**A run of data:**
########################################

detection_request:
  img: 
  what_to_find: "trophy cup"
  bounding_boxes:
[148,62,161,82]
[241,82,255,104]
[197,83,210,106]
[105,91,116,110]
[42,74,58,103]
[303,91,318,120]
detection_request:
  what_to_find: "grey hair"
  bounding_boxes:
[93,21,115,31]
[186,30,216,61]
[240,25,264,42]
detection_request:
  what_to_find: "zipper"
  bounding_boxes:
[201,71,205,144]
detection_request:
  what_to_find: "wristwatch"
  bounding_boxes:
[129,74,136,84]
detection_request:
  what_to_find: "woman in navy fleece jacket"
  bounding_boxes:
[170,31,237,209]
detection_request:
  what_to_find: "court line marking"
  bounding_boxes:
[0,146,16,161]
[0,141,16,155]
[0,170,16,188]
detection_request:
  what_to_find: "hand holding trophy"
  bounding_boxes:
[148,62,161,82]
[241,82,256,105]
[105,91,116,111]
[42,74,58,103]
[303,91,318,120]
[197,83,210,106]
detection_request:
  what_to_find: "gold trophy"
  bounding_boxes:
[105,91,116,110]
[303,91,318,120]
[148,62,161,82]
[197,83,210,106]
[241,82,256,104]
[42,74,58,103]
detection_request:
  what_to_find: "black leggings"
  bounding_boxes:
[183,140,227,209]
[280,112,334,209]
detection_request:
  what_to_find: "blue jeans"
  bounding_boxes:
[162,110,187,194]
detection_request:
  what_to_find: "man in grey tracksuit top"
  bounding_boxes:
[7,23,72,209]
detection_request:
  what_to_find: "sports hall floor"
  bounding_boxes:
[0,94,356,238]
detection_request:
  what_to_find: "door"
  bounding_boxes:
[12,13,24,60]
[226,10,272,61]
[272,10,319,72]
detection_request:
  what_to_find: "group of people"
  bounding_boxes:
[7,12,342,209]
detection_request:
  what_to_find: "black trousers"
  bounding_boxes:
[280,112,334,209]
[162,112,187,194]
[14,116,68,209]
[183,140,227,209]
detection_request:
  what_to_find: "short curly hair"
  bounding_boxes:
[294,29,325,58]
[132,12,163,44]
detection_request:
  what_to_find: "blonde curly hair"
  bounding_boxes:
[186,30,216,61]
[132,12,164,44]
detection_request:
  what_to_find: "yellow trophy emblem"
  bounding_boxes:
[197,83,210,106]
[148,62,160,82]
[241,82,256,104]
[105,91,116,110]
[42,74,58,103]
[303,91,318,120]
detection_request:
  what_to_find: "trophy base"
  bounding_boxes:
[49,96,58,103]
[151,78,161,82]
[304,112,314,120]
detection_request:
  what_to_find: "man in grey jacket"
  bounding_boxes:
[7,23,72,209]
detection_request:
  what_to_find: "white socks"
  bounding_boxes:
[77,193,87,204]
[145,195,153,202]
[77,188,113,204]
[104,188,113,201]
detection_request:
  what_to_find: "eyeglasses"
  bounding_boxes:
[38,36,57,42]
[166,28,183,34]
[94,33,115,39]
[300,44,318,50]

########################################

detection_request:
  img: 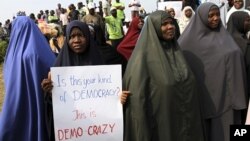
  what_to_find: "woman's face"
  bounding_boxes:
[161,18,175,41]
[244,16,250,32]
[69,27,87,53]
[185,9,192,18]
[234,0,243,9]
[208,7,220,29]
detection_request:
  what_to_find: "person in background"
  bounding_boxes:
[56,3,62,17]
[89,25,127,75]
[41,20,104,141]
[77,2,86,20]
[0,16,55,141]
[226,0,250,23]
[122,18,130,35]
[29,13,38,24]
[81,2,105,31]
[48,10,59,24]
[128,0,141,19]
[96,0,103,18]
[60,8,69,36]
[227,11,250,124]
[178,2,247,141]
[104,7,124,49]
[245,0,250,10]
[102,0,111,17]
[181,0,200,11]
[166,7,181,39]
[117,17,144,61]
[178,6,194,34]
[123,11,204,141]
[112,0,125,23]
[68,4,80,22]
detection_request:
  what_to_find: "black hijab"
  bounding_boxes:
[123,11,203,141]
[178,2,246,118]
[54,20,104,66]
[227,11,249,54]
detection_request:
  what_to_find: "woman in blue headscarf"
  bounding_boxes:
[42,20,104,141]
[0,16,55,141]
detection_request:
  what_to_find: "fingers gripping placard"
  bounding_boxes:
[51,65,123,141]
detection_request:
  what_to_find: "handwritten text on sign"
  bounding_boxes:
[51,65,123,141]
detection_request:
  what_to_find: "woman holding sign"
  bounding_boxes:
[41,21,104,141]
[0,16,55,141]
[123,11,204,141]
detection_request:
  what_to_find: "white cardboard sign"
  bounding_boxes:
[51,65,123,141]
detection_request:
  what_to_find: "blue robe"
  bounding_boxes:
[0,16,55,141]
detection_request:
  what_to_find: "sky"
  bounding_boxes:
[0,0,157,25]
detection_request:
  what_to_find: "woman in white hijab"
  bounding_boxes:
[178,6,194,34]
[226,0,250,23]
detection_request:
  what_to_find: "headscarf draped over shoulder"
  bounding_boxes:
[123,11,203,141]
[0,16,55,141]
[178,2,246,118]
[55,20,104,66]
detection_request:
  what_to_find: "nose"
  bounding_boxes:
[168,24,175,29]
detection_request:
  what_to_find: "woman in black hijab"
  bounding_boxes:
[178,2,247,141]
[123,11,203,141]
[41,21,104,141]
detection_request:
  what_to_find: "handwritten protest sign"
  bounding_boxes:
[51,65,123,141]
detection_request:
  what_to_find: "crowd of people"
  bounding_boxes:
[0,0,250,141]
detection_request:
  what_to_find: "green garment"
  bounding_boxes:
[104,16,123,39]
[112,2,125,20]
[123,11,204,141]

########################################

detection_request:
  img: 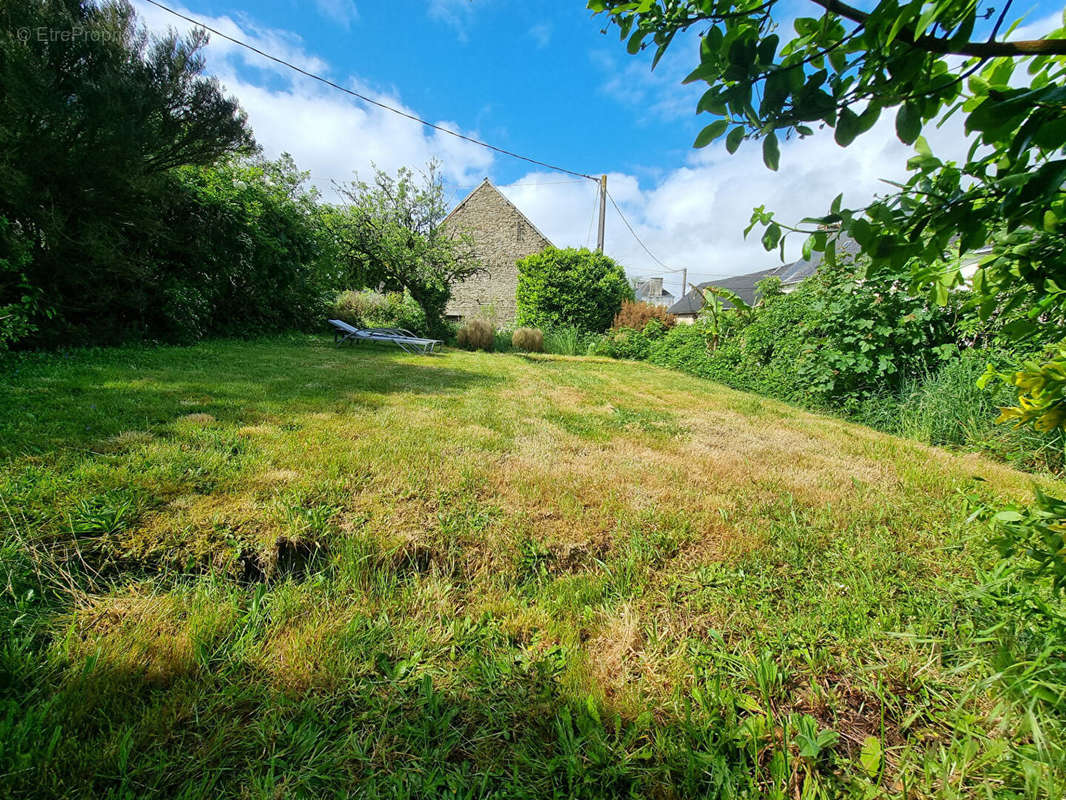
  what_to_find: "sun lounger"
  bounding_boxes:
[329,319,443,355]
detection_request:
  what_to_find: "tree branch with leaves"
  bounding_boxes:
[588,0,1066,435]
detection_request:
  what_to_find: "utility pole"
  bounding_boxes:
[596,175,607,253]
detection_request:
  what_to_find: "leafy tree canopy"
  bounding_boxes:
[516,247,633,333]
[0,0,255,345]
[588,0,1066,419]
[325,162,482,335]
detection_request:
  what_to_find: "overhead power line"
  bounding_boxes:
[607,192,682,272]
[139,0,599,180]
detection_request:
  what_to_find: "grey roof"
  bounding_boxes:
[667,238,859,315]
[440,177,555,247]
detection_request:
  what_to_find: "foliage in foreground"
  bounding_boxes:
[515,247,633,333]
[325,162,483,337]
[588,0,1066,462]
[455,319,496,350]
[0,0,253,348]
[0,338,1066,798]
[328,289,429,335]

########################################

Return each line of the data above that contains the word "grey".

**Solution:**
  what_to_find: "grey hair"
  what_to_find: "man in grey tracksuit top"
  what_to_find: "man in grey jacket"
  what_to_find: "grey roof"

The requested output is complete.